(Collected data)
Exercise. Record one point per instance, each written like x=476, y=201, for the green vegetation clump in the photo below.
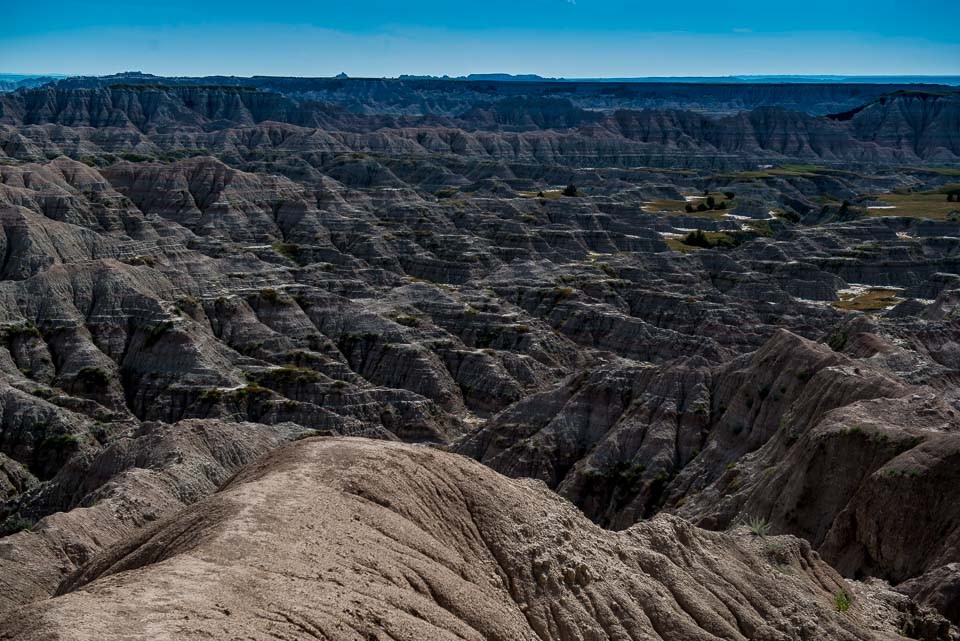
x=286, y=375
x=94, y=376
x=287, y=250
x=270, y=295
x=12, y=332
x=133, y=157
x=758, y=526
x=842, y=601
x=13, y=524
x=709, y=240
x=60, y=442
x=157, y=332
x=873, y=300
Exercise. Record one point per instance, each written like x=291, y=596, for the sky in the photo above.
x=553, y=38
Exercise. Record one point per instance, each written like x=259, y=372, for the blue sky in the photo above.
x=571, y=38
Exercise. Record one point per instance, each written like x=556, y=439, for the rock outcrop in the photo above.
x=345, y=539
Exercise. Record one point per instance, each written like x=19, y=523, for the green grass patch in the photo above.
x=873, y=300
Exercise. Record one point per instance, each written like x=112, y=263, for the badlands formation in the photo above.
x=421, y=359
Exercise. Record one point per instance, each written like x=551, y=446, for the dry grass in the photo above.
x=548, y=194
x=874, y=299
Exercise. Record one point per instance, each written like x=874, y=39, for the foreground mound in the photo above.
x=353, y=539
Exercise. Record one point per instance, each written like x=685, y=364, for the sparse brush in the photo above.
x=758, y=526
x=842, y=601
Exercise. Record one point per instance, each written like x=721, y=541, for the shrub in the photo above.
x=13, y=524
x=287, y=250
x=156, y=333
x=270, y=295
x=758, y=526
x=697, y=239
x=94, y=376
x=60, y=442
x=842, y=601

# YOUR OBJECTIVE
Return every entry exactly, dropping the pictures.

# TASK SOLUTION
Exercise. Record one point per instance, each written like x=476, y=201, for the green vegetation clump in the photo below.
x=286, y=375
x=94, y=376
x=287, y=250
x=270, y=295
x=12, y=332
x=133, y=157
x=758, y=526
x=842, y=601
x=13, y=524
x=709, y=240
x=60, y=442
x=157, y=332
x=873, y=300
Exercise. Record one point per instance, each written like x=291, y=596, for the sky in the photo above.
x=553, y=38
Exercise. Record one point per instance, each written like x=259, y=372, for the blue sky in the photo above.
x=571, y=38
Exercise. Record one point per instance, each written like x=556, y=439, for the rock outcrop in the photo above.
x=345, y=539
Exercise. Record one point per instance, each written like x=19, y=523, for the green grass patch in the photo above.
x=873, y=300
Exercise. Record one point per instance, each written like x=112, y=263, for the badlands formation in the photo above.
x=421, y=359
Exercise. Record one point per instance, each written like x=551, y=446, for the dry grass in the photo above.
x=548, y=194
x=874, y=299
Exercise. Record one point per instance, each written like x=874, y=39, for the foreground mound in the photo above.
x=353, y=539
Exercise. Record one point per instance, each written like x=685, y=364, for the sparse brush in the photo above.
x=758, y=526
x=842, y=601
Exercise. Record one point per instance, each written like x=721, y=541, for the shrub in the photo above.
x=13, y=524
x=287, y=250
x=156, y=333
x=270, y=295
x=758, y=526
x=697, y=239
x=94, y=376
x=60, y=442
x=842, y=601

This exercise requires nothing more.